==== Excerpt
DeepSeek Chat Completion
deepseek_chatChat with DeepSeek V4 models (flash for speed, pro for capability) offering 1M context, multi-turn sessions, function calling, thinking mode, JSON output, and multimodal input.
Instructions
Chat with DeepSeek V4 models. deepseek-v4-flash (fast, economical) and deepseek-v4-pro (most capable), both 1M context with optional chain-of-thought thinking mode. deepseek-chat and deepseek-reasoner are accepted as backward-compatible aliases (resolve to v4-flash). Features: multi-turn sessions (session_id), function calling (tools parameter), thinking mode, JSON output mode, multimodal input (when enabled), automatic cost tracking, and model fallback with circuit breaker resilience.
========
** Directive 1 **
Tally the lines in the listing below that contain the string "Return", counting only matches with the same case. Reply with the number alone.
==== Materials provided
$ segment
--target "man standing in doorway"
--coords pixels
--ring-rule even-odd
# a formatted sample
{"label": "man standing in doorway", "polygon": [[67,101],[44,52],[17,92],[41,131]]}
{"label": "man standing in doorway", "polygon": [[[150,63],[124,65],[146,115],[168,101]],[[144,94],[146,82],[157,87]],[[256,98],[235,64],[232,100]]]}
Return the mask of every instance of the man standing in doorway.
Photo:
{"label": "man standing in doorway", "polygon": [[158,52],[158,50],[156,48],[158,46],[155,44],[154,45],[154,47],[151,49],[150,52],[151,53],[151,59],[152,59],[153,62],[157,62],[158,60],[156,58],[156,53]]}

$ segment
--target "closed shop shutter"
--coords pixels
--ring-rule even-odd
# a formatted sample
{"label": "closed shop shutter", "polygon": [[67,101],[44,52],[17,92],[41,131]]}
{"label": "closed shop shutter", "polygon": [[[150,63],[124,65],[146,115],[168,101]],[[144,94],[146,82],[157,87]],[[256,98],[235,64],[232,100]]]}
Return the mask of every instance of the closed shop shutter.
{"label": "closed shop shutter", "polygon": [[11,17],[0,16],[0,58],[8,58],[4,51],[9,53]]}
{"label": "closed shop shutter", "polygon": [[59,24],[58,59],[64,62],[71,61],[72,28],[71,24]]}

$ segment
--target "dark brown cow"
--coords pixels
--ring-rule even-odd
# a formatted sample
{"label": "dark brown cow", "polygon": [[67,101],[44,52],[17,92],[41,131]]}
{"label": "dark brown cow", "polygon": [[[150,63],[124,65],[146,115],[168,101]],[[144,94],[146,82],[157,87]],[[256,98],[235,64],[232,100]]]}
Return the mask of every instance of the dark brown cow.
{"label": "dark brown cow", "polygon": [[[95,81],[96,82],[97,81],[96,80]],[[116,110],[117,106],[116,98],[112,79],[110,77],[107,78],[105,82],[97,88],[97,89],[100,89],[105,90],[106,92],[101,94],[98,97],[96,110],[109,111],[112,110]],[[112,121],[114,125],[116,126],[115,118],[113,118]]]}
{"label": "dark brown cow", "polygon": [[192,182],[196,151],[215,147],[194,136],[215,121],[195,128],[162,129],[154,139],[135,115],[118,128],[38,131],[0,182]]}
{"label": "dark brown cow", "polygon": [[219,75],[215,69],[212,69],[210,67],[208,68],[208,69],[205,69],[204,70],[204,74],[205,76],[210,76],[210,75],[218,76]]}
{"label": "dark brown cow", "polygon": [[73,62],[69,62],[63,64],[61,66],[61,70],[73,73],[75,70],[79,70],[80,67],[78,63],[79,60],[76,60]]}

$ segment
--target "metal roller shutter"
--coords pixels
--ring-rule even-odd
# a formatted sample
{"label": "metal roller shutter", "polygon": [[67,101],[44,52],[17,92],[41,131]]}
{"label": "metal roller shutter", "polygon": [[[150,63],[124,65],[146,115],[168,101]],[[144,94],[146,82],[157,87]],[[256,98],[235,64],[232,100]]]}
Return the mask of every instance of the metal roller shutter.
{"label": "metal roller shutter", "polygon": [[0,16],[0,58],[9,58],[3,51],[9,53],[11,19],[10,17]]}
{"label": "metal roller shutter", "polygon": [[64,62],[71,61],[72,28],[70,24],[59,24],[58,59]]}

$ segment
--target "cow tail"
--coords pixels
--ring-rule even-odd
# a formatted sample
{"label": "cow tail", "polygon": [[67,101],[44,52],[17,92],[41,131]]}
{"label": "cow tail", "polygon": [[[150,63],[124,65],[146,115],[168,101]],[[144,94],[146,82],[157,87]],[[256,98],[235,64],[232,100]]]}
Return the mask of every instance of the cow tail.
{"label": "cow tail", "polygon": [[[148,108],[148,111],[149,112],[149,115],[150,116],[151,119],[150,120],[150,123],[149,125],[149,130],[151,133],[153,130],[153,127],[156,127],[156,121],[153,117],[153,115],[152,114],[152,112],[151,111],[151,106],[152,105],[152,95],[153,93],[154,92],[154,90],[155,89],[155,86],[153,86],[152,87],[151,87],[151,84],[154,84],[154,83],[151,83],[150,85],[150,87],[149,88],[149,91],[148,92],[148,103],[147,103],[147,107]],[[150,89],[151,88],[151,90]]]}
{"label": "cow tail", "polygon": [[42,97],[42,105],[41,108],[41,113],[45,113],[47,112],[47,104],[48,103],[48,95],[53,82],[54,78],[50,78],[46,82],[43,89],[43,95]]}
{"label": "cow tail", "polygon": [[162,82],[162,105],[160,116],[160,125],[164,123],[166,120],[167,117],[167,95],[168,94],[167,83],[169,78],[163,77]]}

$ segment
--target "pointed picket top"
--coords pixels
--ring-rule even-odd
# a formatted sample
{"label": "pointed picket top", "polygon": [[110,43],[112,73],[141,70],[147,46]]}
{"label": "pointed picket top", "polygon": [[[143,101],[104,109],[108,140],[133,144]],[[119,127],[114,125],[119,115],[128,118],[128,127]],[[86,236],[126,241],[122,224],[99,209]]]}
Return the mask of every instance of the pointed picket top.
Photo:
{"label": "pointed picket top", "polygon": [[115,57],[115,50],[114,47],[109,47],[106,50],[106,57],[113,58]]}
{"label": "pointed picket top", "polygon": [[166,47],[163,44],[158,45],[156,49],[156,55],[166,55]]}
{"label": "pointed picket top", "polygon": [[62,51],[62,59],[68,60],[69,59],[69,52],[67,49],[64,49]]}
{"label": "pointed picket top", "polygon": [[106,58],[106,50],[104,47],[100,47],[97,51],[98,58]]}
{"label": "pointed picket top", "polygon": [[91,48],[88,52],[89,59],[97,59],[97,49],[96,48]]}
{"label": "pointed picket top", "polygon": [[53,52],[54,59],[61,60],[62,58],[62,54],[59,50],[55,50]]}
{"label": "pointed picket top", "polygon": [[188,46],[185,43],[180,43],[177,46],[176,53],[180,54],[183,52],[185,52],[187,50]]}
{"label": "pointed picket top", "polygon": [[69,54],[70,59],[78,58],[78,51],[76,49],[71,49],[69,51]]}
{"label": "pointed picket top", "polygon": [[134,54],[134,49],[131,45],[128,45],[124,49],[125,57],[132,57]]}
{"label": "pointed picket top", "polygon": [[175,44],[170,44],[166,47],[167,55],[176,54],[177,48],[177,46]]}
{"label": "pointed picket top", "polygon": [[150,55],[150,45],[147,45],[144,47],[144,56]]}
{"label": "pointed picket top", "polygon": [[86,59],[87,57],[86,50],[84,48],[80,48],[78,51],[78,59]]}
========
** Directive 2 **
Retype the part of the DeepSeek chat page above from "DeepSeek Chat Completion" up to and including "circuit breaker resilience.", keeping every character as it appears.

** Right answer 1 **
6

** Right answer 2 **
DeepSeek Chat Completion
deepseek_chatChat with DeepSeek V4 models (flash for speed, pro for capability) offering 1M context, multi-turn sessions, function calling, thinking mode, JSON output, and multimodal input.
Instructions
Chat with DeepSeek V4 models. deepseek-v4-flash (fast, economical) and deepseek-v4-pro (most capable), both 1M context with optional chain-of-thought thinking mode. deepseek-chat and deepseek-reasoner are accepted as backward-compatible aliases (resolve to v4-flash). Features: multi-turn sessions (session_id), function calling (tools parameter), thinking mode, JSON output mode, multimodal input (when enabled), automatic cost tracking, and model fallback with circuit breaker resilience.